__TEXT BLOCK__
— Start —
Like a Chafing of the Visible*

BY CALVIN BEDIENT

Soul Thinks

Soul—according to "Soul Says," the afterword of Jorie Graham's fourth book, Region of Unlikeness—doesn't want to be "held by brittle-ness, shapeliness. / By meaning." But neither is it happily enmeshed "in hunger, in boredom, the spindrift, the ticket" (a grammatical trashing of logic, of order). Not even with the sweet intrigue of

The flash of a voice. The river glints.

The mother opens the tablecloth up into the wind

—not even if you throw in the likes of these.

"A form of matter," Soul is the form that wants to matter, and the matter that wants form. But form is empty of meaning. Meaning is Being-in-indivision. "I must uphold—faultless—each outline—up—," says her guardian angel of point of view in The Errancy, "each sloughing-off of meaning / into form." Yet, in a way, Soul belongs (inexactly) where it can never belong (exactly), here where it is idiomized but out of key, inappropriate, curious, driven, harried, irked, unappeased, tired, oh so tired, and absurd. Soul is logically impossible, as Being is impassable.
— End —
__EXTRACTED RECORDS__
— Start —
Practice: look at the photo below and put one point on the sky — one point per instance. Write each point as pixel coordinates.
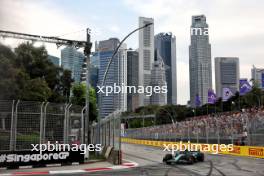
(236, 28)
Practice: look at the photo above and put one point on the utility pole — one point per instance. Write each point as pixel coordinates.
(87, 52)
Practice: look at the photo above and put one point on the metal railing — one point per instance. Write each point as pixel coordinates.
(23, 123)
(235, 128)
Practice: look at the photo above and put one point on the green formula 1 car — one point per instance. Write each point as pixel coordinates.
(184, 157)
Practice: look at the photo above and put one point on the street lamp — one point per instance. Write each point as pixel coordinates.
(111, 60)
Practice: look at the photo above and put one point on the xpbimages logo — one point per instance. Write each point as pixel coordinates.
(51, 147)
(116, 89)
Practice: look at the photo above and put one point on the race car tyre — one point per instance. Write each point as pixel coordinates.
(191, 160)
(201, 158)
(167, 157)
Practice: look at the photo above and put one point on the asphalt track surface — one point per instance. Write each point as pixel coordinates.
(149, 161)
— End —
— Start —
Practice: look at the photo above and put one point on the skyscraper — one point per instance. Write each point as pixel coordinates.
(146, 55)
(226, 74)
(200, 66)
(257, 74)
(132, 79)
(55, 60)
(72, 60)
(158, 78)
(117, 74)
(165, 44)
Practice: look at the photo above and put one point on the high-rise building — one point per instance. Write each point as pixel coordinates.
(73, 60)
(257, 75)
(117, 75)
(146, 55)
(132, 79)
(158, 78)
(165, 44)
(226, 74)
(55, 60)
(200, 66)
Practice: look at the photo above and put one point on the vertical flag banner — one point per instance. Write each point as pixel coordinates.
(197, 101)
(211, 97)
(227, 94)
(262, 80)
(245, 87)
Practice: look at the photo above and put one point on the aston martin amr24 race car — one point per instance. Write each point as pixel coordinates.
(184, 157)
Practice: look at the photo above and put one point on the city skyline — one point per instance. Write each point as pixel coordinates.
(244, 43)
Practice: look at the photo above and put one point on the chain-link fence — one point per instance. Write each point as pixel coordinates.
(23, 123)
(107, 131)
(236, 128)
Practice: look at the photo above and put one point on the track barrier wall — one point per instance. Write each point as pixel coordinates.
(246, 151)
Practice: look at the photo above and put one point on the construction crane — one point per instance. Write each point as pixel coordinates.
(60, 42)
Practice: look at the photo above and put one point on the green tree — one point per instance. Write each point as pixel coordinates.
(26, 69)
— End —
__GIVEN REQUEST__
According to the essay excerpt on Jorie Graham, which book of hers has the afterword "Soul Says"?

__ANSWER BELOW__
Region of Unlikeness, her fourth book.